WHAT YOU SHOULD DO -> Copy out the listing below word for word, every line, with nothing changed.

________________________________________

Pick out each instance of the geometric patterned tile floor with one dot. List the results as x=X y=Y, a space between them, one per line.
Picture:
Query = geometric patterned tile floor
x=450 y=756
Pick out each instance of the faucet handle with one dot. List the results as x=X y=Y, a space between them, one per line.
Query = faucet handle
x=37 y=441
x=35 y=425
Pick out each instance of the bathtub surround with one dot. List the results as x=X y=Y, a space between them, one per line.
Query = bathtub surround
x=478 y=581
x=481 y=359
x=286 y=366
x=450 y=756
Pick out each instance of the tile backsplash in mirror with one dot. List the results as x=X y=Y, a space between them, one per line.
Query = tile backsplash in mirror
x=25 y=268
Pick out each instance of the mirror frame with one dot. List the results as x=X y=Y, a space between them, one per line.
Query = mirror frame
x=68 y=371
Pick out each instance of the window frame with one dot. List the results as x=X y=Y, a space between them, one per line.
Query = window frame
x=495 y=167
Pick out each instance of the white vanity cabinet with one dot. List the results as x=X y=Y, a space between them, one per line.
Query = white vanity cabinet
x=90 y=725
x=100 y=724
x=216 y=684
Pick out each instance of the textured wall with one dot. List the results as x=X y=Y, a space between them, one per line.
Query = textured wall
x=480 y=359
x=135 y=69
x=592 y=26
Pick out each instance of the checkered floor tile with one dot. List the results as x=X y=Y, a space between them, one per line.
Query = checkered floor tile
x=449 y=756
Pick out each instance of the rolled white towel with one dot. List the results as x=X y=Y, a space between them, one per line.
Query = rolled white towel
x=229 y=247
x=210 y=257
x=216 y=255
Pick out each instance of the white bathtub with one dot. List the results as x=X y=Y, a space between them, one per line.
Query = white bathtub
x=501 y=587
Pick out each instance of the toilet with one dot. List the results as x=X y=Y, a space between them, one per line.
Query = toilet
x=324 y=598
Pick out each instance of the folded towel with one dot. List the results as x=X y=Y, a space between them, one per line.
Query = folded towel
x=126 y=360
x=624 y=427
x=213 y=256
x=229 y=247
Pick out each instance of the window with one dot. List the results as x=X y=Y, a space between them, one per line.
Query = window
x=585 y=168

________________________________________

FULL OUTPUT ->
Pick out each instance of the geometric patterned tile floor with one dot. List the results as x=X y=Y, a space between them, one per line.
Picture:
Query = geometric patterned tile floor
x=450 y=756
Pick out each instance of the faucet handle with one dot. List the results as x=X y=Y, a space between them, one per line.
Query = faucet handle
x=37 y=441
x=35 y=425
Pick out each instance of the bathtub surround with one dot. List the results as x=X y=Y, a space between them, one per line.
Query = bathtub surround
x=478 y=581
x=481 y=359
x=286 y=366
x=450 y=756
Pick out each instance of the tile backsplash in mirror with one dot. List the results as x=X y=Y, a space between them, one per line.
Query = tile backsplash in mirror
x=25 y=268
Pick out each instance of the mirror frame with one dot. List the results as x=X y=Y, a space between them, one per line.
Query = mirror frame
x=68 y=371
Pick out each instance of the window frame with one dot. List the results as x=X y=Y, a space between them, one per line.
Query = window frame
x=495 y=167
Pick out each instance of the white vanity cabinet with one dot. List the results as x=X y=Y, a space between them, one per line.
Query = white vanity cabinet
x=90 y=725
x=100 y=724
x=216 y=684
Pick out each instance of the textured wall with one dot. List the results as x=X y=Y, a space between them, one per line.
Query = textured wall
x=480 y=359
x=135 y=69
x=592 y=26
Pick out each instance of the checkered floor tile with one dot. List the results as x=X y=Y, a space between them, one per line.
Query = checkered floor tile
x=449 y=756
Pick out each instance of the rolled white towel with one dot. List the results as x=X y=Y, a space between them, one per line.
Query = rolled white towel
x=229 y=247
x=210 y=257
x=216 y=255
Pick out each instance of the white bathtub with one dot. List the results as x=X y=Y, a space between them, one per line.
Query = white bathtub
x=501 y=587
Pick out each instance of the toilet with one dot. List the results as x=X y=Y, a space between them, one per line.
Query = toilet
x=324 y=598
Pick out each instance of the folded towel with one dot. List the results as x=X y=Y, a space between them, one per line.
Query = folded towel
x=126 y=360
x=624 y=427
x=213 y=256
x=229 y=247
Pick out each instance of the window with one dot. List the results as x=X y=Y, a space between them, one per line.
Query = window
x=585 y=168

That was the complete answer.